#### Text to read
※

[ANN] Ruby/Odeum 0.2 (More Idiomatic, Better Source Layout)

Hello Everyone,

Just another announcement for the Ruby/Odeum project:

http://www.zedshaw.com/projects/ruby_odeum/

Ruby/Odeum is an extension that wraps Mikio Hirabayashiÿs QDBM Odeum
library for fast reverse indexing of documents. It is in the same
category as Lucene, although slightly lower level (no query language or
document specific lexers). It supports indexing documents by their
words, breaking the text into words, normalizing the words, searching,
and attaching meta-data to each document. It is very fast and the
Ruby/Odeum extension is nice and small with only two classes needed.

This release features:

1. Much improved project layout with a Rake and setup.rb build.
2. Full RubyDoc documentation for every function.
3. A more complete example script odeum_mgr which uses Ruby/Odeum to
index some documents and let you search it.
4. Some new functions to make the library even easier and help reduce
the amount of Ruby to C interfunction calls.
5. Bug fixes related to memory management. There seems to be an issue
with the garbage collector not collecting Document objects inside an
each block, so there's a new Document.close function to do it manually.

Ruby/Odeum is licensed under the same license as QDBM (LGPL).

Feel free to download and send me your comments. I'm already in the
process of removing all C99 code in order to get it to compile on old
2.95 GCC (that way you people using old versions of *BSD can avoid
upgrading for one more year :slight_smile:

Zed A. Shaw

* Zed A. Shaw wrote:

Hello Everyone,

Just another announcement for the Ruby/Odeum project:

http://www.zedshaw.com/projects/ruby_odeum/

As a long-time user of QDBM with Ruby, I'm very happy about that.

My problem: in the project that I would want to use Odeum for, a News
Archive, the texts are in a database, not in files. Would it be easy to
use the library with that? I don't get a clear idea where to start. The
only way I could think of is to make my own server application that taps
into the database and serves the texts, but I would be happy if there is
a solution with less overhead.

···

--
Oliver C.
45n31, 73w34
Temperature: 10.1°C (22 April 2005 12:00 PM EDT)

Hi Oliver,

Several people have asked the same question, so I'm going to include a
HOWTO doc in the next release explaining some common usage. The best
thing is to review the bin/odeum_mgr for code that shows a common
indexing/searching set of functions. The odeum_mgr file is pretty
small, and hopefully you can understand it.

In your case I'd say that you have a few options depending on how you
store/use your data:

1. Write a stand-alone process that periodically goes through the
database, compares modified times of articles, and updates the odeum
index on disk. It should also periodically cull (remove) articles which
don't exist anymore.

2. Add to your "store/edit/delete article" procedure a small side
operation that also indexes all of the text in the article with
ruby/odeum after it is put in the database. This makes the search
available immediately.

3. A kind of hybrid where you have a thread in your program that
listends to a queue. When an article is stored/updated/deleted you put
a little message on the queue saying "article 333444 deleted". The
thread then just reads stuff off the queue and does the index updating
based on what it's told.

The advantage of #1 is that it's easier to control when the index is
being updated and you don't need to worry as much about read/write
locking since Odeum will do it for you (in theory). This also has a
nice separation since your search feature only opens the database in
read mode, and the indexer is the only thing opening it write mode.

※

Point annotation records
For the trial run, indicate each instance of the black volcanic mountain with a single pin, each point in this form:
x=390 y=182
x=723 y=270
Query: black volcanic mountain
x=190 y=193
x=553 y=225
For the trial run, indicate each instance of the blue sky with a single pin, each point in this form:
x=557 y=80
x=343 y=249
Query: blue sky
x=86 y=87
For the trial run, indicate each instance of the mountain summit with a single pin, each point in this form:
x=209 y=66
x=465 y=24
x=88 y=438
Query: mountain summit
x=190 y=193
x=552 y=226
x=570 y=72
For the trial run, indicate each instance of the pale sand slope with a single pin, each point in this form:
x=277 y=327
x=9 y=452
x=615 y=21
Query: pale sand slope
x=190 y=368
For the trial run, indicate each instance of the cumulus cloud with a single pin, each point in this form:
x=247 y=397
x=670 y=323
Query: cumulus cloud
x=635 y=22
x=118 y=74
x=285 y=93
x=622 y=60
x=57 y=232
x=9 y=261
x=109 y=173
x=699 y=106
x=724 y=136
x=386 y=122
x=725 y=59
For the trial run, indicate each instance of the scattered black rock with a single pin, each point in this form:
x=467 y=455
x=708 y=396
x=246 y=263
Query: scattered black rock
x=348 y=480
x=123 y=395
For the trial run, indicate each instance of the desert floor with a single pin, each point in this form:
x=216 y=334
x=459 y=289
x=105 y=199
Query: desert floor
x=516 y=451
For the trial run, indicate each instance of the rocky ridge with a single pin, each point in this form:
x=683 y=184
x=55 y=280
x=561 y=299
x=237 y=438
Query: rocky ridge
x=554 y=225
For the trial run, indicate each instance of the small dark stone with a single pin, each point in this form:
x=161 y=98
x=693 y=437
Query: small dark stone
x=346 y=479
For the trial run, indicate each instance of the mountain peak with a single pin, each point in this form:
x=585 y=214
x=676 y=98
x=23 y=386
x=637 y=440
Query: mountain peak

※

#### The task
Reproduce the Ruby/Odeum announcement thread verbatim from "Ruby/Odeum is an" to "and setup.rb build.".

#### Complete response
Ruby/Odeum is an extension that wraps Mikio Hirabayashiÿs QDBM Odeum
library for fast reverse indexing of documents. It is in the same
category as Lucene, although slightly lower level (no query language or
document specific lexers). It supports indexing documents by their
words, breaking the text into words, normalizing the words, searching,
and attaching meta-data to each document. It is very fast and the
Ruby/Odeum extension is nice and small with only two classes needed.

This release features:

1. Much improved project layout with a Rake and setup.rb build.